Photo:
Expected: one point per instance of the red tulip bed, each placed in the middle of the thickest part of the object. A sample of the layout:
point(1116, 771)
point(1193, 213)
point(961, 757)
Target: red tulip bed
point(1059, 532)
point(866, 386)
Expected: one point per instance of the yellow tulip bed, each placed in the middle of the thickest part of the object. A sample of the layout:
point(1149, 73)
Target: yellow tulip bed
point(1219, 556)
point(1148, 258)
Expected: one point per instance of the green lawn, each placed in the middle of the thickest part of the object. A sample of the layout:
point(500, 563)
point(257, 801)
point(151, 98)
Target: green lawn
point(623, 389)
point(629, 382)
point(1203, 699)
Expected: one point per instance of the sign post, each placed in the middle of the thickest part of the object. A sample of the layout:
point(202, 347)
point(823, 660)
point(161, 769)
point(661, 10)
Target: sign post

#####

Pull every line of the records above and reproduce each one word for word.

Photo:
Expected: one point per instance of the red tulip bed, each placed in the middle of the thickest part of the object. A sample of the layout:
point(1116, 771)
point(1193, 213)
point(961, 757)
Target: red tulip bed
point(1059, 532)
point(866, 386)
Expected: one point per instance of the yellow tulip bed, each placed in the middle of the thickest part of the object. A sample of the layout:
point(1149, 73)
Target: yellow tulip bed
point(1219, 556)
point(1148, 258)
Expected: one point per instance of the green lawn, each placed in the middle of the thickest part of the object. A sample of the layout:
point(500, 563)
point(257, 801)
point(151, 98)
Target: green lawn
point(623, 389)
point(629, 382)
point(1203, 699)
Expected: one point per instance of the sign post, each placed in the middle of the thickest part of the object. A sample of the layout:
point(202, 347)
point(823, 660)
point(161, 769)
point(661, 10)
Target: sign post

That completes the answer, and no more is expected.